| WRITTEN TASK |
Please reproduce the passage below about Mr. White's art criticism word for word, in full.

| SOURCE PASSAGE |
Mr. White would prefer the picturesque to the convenient and the orderly. Let us now have a sample of his criticism in the department of art :

"I saw this morning, in the Church of San Gaetano, the most affecting picture of the Martyrdom of St. Laurence; which, from the tone of colouring and the touching expression of the young Deacon's fine countenance, I should attribute to Guercino. It is quite a departure from the general representations of this very favourite subject; where you mostly see the sufferer stark naked, and tossed about in true beef-steak style, on a most accurate gridiron, by one or two ruffians with fiery red skins and two pronged pitchforks: but here the dreadful but somewhat culinary engine of punishment is kept back, and is scarcely denoted by a bar, beneath which a dull smouldering red is kindling from the torch of an executioner; two others have seized and thrown down the martyr, and are stripping him; as usual, he is represented in the gorgeous vestments of his order; and though, doubtless, his attire was in fact of a far more simple description, yet the gorgeous cloth of gold and purple, and the exquisite texture of the white shirt which the tormentors are dragging downwards, form with their dishevelled splendours a fine contrast to the upper part of the martyr's person, of which the arms and breast are naked, and where one knows not whether more to admire the exquisite delineation of the flesh or the masculine beauty of its mould. It is his face, however, which engrosses one's attention in those upturned features there is no saintly grimace—it is the expression of a manly spirit glowing with affectionate faith, shaded, not shaken, by the certainty that he is about to undergo the most horrible torture that nature could sustain. It is a most poetical picture indeed!"

| EXTRACTED ENTRIES |
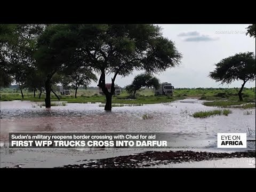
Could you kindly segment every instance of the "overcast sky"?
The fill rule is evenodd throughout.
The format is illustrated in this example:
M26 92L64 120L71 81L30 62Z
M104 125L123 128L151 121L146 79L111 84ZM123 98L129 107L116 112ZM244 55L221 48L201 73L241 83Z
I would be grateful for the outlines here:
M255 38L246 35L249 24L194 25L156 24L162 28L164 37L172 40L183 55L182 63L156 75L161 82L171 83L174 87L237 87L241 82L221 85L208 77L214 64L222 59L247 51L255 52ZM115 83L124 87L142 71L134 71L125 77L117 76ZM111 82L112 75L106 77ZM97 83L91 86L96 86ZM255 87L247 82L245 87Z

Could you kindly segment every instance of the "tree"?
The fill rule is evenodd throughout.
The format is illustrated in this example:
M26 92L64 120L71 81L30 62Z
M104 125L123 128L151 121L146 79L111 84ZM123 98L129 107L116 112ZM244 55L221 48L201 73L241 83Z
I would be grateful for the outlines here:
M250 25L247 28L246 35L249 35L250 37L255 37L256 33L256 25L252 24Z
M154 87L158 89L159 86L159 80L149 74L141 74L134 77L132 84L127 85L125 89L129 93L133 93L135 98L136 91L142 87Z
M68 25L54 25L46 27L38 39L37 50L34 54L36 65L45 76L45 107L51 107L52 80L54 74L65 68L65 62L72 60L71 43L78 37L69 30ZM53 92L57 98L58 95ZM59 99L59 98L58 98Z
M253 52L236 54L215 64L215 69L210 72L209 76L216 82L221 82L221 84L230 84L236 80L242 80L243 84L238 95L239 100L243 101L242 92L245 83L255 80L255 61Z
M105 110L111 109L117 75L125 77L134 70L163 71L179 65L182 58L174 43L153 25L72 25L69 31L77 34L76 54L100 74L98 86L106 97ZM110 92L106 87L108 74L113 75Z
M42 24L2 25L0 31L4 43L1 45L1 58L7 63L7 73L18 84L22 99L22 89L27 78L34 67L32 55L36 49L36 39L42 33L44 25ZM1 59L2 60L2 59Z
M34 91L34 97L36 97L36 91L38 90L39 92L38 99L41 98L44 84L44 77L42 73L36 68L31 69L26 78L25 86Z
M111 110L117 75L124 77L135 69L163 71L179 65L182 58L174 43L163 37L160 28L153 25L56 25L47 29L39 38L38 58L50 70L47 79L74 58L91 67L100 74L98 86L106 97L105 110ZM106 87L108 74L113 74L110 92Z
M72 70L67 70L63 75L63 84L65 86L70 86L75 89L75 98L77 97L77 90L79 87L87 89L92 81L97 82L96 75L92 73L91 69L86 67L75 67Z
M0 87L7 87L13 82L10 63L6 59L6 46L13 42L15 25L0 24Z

| SOLUTION TO THE EXERCISE |
Mr. White would prefer the picturesque to the convenient and the orderly. Let us now have a sample of his criticism in the department of art :

"I saw this morning, in the Church of San Gaetano, the most affecting picture of the Martyrdom of St. Laurence; which, from the tone of colouring and the touching expression of the young Deacon's fine countenance, I should attribute to Guercino. It is quite a departure from the general representations of this very favourite subject; where you mostly see the sufferer stark naked, and tossed about in true beef-steak style, on a most accurate gridiron, by one or two ruffians with fiery red skins and two pronged pitchforks: but here the dreadful but somewhat culinary engine of punishment is kept back, and is scarcely denoted by a bar, beneath which a dull smouldering red is kindling from the torch of an executioner; two others have seized and thrown down the martyr, and are stripping him; as usual, he is represented in the gorgeous vestments of his order; and though, doubtless, his attire was in fact of a far more simple description, yet the gorgeous cloth of gold and purple, and the exquisite texture of the white shirt which the tormentors are dragging downwards, form with their dishevelled splendours a fine contrast to the upper part of the martyr's person, of which the arms and breast are naked, and where one knows not whether more to admire the exquisite delineation of the flesh or the masculine beauty of its mould. It is his face, however, which engrosses one's attention in those upturned features there is no saintly grimace—it is the expression of a manly spirit glowing with affectionate faith, shaded, not shaken, by the certainty that he is about to undergo the most horrible torture that nature could sustain. It is a most poetical picture indeed!"